[Image object location entries]
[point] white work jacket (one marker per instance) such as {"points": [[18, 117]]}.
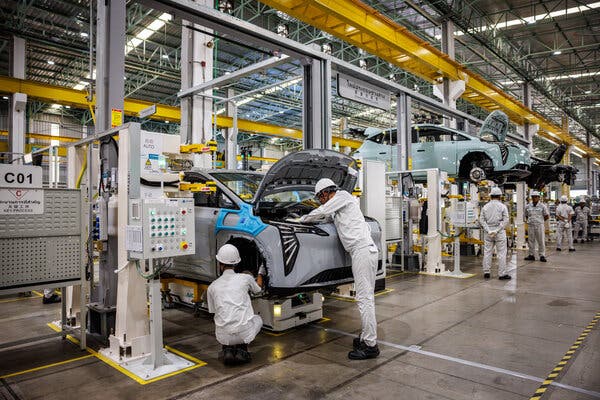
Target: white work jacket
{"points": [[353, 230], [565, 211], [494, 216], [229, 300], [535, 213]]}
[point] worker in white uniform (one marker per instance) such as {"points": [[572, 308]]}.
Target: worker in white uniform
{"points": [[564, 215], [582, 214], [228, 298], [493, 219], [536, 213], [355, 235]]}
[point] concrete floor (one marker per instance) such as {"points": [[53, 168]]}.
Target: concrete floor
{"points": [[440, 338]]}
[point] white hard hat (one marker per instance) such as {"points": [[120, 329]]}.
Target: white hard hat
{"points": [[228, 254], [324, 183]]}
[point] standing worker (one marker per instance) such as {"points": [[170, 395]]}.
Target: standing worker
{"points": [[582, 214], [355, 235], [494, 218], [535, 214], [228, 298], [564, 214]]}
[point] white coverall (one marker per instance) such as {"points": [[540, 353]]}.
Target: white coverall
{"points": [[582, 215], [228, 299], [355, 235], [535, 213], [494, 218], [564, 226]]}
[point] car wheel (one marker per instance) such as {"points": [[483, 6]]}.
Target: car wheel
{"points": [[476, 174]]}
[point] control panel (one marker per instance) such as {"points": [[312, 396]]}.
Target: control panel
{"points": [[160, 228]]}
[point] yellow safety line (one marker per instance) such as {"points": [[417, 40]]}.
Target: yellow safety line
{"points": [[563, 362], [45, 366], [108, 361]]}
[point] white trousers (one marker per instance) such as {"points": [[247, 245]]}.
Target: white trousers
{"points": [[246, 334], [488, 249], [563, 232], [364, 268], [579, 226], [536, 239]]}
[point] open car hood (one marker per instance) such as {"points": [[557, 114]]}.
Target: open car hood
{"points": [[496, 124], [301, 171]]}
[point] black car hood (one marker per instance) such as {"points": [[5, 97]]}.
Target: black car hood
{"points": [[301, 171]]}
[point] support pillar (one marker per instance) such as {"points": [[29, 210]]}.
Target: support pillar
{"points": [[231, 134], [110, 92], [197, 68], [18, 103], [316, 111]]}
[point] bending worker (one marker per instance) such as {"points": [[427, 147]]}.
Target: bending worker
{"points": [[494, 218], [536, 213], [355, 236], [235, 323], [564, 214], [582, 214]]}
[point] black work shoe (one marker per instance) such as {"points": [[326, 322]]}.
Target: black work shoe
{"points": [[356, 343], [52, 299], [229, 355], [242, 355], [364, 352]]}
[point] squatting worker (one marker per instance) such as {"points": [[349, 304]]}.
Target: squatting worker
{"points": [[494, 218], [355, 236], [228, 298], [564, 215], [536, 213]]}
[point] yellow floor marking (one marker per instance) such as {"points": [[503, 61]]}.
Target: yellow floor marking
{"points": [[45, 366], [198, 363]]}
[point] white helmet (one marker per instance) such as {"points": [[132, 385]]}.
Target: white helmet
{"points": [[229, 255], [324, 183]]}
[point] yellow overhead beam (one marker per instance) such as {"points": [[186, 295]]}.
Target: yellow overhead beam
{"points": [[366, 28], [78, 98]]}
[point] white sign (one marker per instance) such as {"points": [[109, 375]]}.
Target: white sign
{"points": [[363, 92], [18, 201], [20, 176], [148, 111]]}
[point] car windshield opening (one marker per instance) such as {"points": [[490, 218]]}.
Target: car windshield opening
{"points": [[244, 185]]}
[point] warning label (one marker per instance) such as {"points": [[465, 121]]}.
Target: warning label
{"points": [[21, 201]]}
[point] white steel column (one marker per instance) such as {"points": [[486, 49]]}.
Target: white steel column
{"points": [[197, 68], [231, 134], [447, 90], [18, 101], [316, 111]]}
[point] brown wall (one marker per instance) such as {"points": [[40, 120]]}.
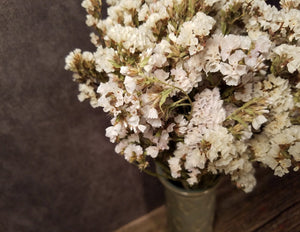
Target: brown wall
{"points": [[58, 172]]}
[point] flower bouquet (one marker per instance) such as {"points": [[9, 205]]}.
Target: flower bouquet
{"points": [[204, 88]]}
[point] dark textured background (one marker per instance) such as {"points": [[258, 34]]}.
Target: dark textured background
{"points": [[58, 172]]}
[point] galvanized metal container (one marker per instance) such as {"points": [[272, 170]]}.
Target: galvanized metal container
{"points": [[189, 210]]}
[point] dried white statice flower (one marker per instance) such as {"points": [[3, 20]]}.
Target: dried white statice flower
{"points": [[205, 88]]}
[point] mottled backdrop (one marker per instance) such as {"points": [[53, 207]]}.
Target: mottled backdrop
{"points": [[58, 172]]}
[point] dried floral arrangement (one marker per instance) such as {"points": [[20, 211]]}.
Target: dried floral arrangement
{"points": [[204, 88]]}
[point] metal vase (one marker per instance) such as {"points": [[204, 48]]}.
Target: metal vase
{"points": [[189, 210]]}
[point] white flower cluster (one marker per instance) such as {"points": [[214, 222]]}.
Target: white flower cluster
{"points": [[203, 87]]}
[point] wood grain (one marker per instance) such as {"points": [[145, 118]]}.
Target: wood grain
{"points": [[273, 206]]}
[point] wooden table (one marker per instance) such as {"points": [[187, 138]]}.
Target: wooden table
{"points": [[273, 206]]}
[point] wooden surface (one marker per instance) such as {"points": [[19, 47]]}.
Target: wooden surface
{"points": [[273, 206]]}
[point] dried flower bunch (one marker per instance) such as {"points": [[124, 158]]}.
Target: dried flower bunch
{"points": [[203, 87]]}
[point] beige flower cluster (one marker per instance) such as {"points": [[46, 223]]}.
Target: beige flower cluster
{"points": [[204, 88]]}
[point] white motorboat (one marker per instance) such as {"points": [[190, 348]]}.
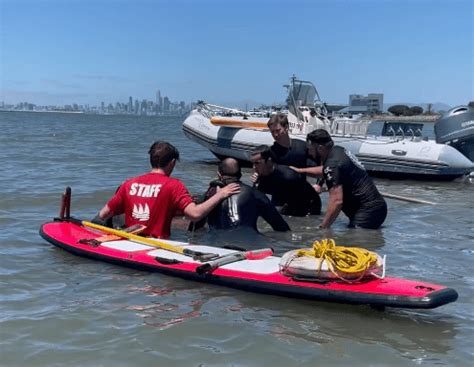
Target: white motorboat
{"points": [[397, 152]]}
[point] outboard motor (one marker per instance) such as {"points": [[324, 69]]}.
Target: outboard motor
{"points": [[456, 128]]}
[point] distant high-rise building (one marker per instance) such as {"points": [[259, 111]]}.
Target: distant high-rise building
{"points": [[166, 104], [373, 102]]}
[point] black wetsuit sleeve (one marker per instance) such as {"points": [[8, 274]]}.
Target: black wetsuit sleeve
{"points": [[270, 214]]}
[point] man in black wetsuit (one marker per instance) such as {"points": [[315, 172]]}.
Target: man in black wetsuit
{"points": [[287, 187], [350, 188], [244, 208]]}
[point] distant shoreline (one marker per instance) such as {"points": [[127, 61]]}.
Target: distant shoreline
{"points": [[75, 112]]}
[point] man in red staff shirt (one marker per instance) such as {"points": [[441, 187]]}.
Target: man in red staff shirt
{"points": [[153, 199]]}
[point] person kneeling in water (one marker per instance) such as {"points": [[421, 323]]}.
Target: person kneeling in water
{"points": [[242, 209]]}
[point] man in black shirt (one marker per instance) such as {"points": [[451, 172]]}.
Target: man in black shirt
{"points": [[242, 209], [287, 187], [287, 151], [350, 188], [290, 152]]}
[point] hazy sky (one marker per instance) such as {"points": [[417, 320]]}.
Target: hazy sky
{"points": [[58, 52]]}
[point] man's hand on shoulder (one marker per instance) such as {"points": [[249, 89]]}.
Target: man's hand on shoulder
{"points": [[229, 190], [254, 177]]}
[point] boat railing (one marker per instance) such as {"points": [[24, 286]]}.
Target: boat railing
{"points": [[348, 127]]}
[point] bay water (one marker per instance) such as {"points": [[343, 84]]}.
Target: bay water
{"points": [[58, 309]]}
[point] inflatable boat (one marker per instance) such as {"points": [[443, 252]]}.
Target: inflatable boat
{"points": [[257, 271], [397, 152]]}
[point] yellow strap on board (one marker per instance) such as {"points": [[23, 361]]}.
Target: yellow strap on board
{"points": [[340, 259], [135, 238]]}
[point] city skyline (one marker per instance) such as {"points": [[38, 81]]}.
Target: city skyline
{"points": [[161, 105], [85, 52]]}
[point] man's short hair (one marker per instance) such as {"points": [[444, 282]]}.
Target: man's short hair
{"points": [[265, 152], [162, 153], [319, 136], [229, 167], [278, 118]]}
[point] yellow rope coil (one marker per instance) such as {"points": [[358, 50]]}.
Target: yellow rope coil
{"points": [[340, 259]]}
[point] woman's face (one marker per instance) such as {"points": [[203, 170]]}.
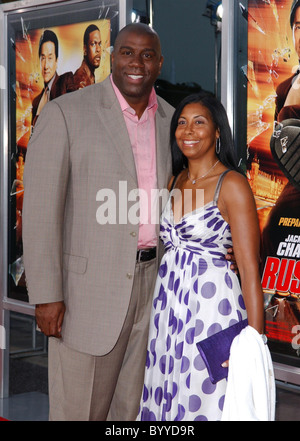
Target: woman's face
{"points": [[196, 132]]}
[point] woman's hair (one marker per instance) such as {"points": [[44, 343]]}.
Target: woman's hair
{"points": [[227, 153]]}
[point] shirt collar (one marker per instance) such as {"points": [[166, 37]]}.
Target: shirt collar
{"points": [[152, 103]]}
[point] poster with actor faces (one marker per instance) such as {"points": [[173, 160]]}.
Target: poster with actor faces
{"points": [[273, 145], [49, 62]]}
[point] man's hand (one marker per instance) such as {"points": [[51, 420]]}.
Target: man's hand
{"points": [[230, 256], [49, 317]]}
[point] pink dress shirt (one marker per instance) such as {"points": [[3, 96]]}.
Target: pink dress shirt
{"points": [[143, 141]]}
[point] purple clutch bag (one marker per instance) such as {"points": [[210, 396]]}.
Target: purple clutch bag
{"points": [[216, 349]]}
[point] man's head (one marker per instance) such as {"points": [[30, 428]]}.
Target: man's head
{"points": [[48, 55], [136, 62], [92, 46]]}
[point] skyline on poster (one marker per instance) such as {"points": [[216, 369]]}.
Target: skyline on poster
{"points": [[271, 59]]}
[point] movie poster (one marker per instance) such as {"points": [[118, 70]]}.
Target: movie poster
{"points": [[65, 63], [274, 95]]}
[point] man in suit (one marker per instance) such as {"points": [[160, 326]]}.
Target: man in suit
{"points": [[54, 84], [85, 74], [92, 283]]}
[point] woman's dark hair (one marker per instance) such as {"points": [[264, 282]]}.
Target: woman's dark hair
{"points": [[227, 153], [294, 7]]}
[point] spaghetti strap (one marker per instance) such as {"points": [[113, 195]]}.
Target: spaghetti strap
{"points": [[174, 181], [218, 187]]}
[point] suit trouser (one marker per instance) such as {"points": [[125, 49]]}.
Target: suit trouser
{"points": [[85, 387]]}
* * *
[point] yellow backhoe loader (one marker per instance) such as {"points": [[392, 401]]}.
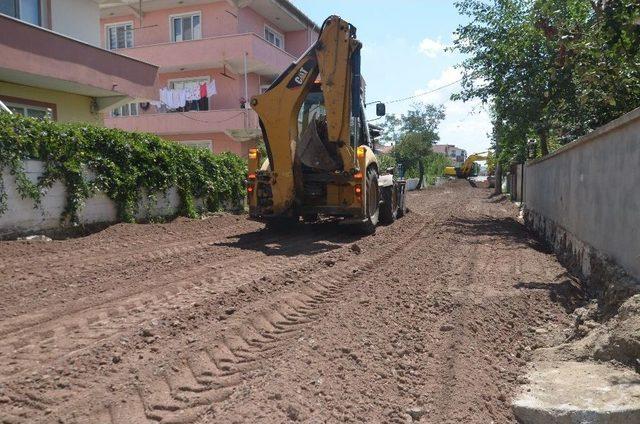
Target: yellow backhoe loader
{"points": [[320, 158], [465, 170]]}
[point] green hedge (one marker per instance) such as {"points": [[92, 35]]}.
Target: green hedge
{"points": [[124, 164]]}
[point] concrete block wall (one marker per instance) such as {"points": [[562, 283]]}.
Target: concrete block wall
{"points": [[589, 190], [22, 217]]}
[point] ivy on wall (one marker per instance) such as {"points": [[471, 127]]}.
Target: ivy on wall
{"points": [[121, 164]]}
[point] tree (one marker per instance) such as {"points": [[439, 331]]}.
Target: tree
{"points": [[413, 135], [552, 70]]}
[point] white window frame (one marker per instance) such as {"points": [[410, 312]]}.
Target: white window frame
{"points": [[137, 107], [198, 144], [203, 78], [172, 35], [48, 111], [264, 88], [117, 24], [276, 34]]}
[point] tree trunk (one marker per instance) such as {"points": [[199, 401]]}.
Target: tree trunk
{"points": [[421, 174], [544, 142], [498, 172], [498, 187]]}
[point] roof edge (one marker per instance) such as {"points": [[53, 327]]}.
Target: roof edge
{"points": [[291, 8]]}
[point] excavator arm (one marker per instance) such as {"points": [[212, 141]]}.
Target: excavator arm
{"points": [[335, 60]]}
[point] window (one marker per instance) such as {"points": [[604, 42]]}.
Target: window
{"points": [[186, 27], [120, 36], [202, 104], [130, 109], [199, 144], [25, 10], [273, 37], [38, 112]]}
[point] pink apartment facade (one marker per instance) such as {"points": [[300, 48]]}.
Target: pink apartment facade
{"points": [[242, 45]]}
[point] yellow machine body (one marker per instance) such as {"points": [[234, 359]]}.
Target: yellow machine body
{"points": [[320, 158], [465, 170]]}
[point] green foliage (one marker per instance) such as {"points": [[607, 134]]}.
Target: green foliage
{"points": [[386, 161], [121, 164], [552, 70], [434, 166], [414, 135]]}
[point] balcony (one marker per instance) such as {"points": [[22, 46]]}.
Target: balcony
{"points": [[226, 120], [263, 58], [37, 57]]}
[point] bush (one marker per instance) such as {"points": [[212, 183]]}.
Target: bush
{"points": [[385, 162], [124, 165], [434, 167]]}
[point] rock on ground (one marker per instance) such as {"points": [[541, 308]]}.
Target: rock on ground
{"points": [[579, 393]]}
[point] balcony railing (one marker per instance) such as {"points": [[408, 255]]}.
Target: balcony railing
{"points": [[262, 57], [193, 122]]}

• **WHAT NEEDS TO BE DONE**
How many of the lines above contain the string "backdrop"? Reply with the number alone.

• **EXPECTED OUTPUT**
2